— Start of EXTRACTED DATA —

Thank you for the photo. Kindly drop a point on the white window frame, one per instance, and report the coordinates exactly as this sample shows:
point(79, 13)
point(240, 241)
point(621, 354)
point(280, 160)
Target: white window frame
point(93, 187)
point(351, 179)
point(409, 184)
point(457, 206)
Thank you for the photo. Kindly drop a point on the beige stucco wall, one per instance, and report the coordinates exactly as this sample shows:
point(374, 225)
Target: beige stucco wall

— End of EXTRACTED DATA —
— Start of EXTRACTED DATA —

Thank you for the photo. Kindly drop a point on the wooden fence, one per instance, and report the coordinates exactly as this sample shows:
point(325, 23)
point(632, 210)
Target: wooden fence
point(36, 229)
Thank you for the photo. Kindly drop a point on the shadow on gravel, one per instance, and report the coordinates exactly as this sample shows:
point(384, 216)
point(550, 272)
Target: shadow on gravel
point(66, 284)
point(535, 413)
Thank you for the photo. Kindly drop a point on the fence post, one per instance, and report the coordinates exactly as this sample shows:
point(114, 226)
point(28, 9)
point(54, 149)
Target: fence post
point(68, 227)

— End of EXTRACTED DATA —

▸ **SHORT TASK**: Render the listing as a Markdown table with the columns Row and Line, numbering each row and omitting blank lines. Begin at the line containing "on the shadow" and end with the line containing "point(68, 227)", including both of these lines.

▸ **RESPONSE**:
| Row | Line |
|---|---|
| 1 | Thank you for the photo. Kindly drop a point on the shadow on gravel, one per instance, and report the coordinates exactly as this sample shows: |
| 2 | point(384, 216) |
| 3 | point(550, 272) |
| 4 | Target: shadow on gravel |
| 5 | point(66, 284) |
| 6 | point(535, 413) |
| 7 | Thank you for the photo. Kindly drop a point on the fence post, one per instance, and report the coordinates exactly as this sample shows: |
| 8 | point(114, 226) |
| 9 | point(28, 9) |
| 10 | point(54, 149) |
| 11 | Target: fence post |
| 12 | point(68, 227) |